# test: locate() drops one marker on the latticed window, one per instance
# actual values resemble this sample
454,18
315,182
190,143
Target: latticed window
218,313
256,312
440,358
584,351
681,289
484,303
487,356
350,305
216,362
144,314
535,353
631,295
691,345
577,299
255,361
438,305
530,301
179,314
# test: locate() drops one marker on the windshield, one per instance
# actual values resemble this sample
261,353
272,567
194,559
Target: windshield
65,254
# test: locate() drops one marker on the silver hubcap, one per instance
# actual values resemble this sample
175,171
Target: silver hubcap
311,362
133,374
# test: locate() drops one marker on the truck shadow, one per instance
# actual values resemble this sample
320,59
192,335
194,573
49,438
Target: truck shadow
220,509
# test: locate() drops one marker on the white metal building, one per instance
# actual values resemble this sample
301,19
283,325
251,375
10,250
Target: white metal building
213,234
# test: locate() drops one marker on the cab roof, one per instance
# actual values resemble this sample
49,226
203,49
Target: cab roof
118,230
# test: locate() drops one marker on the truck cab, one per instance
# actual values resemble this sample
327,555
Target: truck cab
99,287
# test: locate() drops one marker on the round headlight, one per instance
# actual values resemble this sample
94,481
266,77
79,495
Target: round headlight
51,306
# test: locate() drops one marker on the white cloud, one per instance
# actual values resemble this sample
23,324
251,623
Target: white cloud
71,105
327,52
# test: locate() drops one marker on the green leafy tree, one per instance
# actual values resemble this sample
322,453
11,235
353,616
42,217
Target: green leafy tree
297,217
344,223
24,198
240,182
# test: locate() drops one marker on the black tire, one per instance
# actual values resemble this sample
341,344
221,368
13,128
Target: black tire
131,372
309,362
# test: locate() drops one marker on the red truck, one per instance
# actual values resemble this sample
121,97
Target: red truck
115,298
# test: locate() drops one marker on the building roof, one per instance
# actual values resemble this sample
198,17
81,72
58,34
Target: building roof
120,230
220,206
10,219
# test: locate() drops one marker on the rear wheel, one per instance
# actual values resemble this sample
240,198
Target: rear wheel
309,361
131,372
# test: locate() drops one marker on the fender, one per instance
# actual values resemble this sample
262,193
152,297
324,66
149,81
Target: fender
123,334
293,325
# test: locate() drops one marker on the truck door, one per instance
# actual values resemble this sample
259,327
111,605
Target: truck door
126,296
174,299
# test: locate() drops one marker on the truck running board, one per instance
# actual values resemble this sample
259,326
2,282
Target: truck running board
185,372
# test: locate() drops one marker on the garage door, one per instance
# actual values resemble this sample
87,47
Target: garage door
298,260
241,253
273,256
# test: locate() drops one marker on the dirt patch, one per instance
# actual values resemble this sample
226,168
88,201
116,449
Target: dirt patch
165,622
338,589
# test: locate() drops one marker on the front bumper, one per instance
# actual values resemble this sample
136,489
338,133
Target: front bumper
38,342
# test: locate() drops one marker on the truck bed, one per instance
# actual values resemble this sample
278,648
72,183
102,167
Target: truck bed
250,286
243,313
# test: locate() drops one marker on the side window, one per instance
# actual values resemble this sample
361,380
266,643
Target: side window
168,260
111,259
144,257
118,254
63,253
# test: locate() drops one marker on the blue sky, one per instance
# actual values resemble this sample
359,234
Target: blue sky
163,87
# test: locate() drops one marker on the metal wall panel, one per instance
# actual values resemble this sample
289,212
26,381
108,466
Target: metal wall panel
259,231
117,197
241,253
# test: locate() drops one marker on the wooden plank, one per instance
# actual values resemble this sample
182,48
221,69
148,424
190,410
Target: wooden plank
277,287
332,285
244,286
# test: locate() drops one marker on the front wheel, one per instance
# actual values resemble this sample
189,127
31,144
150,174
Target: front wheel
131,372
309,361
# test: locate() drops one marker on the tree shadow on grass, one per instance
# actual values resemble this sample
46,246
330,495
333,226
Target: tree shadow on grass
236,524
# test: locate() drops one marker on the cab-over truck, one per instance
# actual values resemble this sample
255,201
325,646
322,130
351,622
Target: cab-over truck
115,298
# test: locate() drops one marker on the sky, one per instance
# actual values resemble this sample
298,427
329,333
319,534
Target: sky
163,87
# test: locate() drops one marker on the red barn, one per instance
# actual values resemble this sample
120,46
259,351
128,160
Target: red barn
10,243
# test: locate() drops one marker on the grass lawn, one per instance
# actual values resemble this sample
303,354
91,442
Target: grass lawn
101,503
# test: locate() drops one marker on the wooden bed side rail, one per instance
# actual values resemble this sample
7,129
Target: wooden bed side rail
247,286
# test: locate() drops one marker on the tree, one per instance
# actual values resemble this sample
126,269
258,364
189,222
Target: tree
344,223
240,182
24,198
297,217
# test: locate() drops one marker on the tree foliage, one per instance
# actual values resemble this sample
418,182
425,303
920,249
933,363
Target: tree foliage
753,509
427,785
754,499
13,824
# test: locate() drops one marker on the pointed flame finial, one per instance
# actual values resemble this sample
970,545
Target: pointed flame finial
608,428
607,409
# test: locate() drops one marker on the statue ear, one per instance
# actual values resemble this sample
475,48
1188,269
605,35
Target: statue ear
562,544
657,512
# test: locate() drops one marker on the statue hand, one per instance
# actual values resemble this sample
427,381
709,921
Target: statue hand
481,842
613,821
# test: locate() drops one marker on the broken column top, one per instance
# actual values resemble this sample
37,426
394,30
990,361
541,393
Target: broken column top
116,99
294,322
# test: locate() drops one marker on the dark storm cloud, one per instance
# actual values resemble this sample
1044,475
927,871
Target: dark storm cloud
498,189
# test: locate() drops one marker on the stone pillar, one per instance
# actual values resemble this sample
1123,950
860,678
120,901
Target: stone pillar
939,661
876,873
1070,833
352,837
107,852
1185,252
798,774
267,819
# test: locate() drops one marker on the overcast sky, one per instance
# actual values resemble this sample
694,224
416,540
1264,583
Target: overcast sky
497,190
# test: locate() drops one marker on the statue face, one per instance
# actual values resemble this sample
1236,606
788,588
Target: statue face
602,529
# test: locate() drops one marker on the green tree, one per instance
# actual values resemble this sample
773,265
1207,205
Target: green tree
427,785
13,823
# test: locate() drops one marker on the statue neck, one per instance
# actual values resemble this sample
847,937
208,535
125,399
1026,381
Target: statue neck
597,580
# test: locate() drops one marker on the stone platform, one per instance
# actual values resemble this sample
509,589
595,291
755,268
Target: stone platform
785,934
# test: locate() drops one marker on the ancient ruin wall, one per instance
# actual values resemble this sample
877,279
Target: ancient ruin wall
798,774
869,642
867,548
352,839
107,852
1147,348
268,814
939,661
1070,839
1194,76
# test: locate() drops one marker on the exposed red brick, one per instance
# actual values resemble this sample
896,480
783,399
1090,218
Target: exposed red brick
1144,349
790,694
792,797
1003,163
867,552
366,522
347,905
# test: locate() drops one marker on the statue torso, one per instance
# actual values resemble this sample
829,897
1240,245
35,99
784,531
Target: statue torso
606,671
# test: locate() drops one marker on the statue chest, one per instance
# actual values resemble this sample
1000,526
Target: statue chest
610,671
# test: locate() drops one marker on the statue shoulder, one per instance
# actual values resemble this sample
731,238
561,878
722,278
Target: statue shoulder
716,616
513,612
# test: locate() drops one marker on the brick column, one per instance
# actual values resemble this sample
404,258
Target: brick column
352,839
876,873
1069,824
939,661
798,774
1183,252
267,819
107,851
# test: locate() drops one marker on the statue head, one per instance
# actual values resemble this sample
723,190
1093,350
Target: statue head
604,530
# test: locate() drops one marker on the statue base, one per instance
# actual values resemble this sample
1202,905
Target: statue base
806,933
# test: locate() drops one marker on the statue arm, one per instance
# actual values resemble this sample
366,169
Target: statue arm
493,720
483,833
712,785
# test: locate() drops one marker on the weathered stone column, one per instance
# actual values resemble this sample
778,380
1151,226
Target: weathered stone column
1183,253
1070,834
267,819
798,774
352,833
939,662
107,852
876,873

* YOUR OBJECTIVE
Take the lines above from the first through the one containing "# test: locate() drops one marker on the windshield, one" and reproduce them exactly; include nothing else.

* ANSWER BELOW
# test: locate() drops one marker on the latticed window, one per instance
# actual values resemble this sample
454,18
315,182
190,143
Target: latticed window
218,313
256,312
440,358
584,351
681,289
484,303
487,356
350,305
216,362
144,314
535,353
631,295
691,345
577,299
255,361
438,305
530,301
179,314
# test: locate() drops one marker on the windshield, one per instance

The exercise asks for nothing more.